┌─ SELECTED TEXT
Skip to main content

Overview

The Reddit integration uses Scrape.do to access Reddit’s search API and HTML interface. Unlike X/Twitter, Reddit provides a .json endpoint that returns structured data without requiring JavaScript rendering, making it faster and more reliable.
Reddit data collection is implemented in supabase/functions/fetch-reddit/index.ts as a standalone edge function.

How It Works

Primary Strategy: Reddit JSON API

The main Twitter fetcher (fetch-twitter) includes Reddit scraping as part of its parallel fetch:
const redditUrl = `https://www.reddit.com/search.json?q=${encodeURIComponent(topic.query)}&sort=new&limit=25`;

const redditResult = await fetch(
  buildScrapeDoUrl(SCRAPE_DO_TOKEN, redditUrl, { render: false })
);

if (redditResult.ok) {
  const data = await redditResult.json();
  const redditPosts = parseRedditJson(data, topic.query);
  posts.push(...redditPosts);
}
Why render: false? Reddit’s JSON endpoint returns pure JSON without JavaScript. Disabling rendering reduces latency by ~60% and saves Scrape.do credits.

Fallback: HTML Scraping

The standalone fetch-reddit function scrapes Reddit’s HTML when JSON parsing fails:
const redditUrl = `https://www.reddit.com/search/?q=${encodeURIComponent(topic.query)}&sort=new`;
const scrapeUrl = buildScrapeDoUrl(SCRAPE_DO_TOKEN, redditUrl);

const res = await fetch(scrapeUrl);
if (res.ok) {
  const html = await res.text();
  
  // Check for bot detection
  if (html.includes("Are you a human?") || html.length < 5000) {
    scrapeStatus = "blocked";
  } else {
    const sentences = parseRedditHtml(html);
    posts = sentences.map((text, i) => ({
      id: `reddit_scrape_${topic_id}_${i}`,
      text,
      author: "reddit_user",
      created_at: new Date().toISOString(),
    }));
  }
}

JSON Parser

The JSON parser extracts post titles and body text from Reddit’s API response:
function parseRedditJson(data: unknown, query: string): ScrapedPost[] {
  const posts: ScrapedPost[] = [];
  const record = data as Record<string, unknown>;
  const dataNode = record?.data as Record<string, unknown> | undefined;
  const children = (dataNode?.children as Array<Record<string, unknown>>) ?? [];

  for (const child of children) {
    const post = child?.data as Record<string, unknown> | undefined;
    if (!post) continue;
    
    const title = (post.title as string) ?? "";
    const selftext = (post.selftext as string) ?? "";
    const combined = [title, selftext].filter(Boolean).join(". ");
    const text = decodeEntities(combined.substring(0, 500));
    
    if (text.length > 10) {
      posts.push({
        id: `reddit_${post.id ?? posts.length}`,
        text,
        author: `u/${(post.author as string) ?? "redditor"}`,
        platform: "reddit",
        url: (post.url as string) ?? `https://www.reddit.com/search/?q=${encodeURIComponent(query)}`,
        postedAt: post.created_utc
          ? new Date((post.created_utc as number) * 1000).toISOString()
└─
┌─ DATA BLOCK
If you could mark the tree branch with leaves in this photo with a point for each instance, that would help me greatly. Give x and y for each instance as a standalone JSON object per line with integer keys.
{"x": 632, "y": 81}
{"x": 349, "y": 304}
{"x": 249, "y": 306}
└─
EXERCISE PROMPT =>
Answer these questions from the Reddit integration page:
1. In which file is the standalone Reddit edge function implemented?
2. By about how much does turning off rendering reduce latency?
3. In the HTML fallback, what two conditions set scrapeStatus to "blocked"?

REPLY TO THE TASK =>
1. supabase/functions/fetch-reddit/index.ts
2. About 60%.
3. The HTML contains "Are you a human?", or the HTML is shorter than 5000 characters.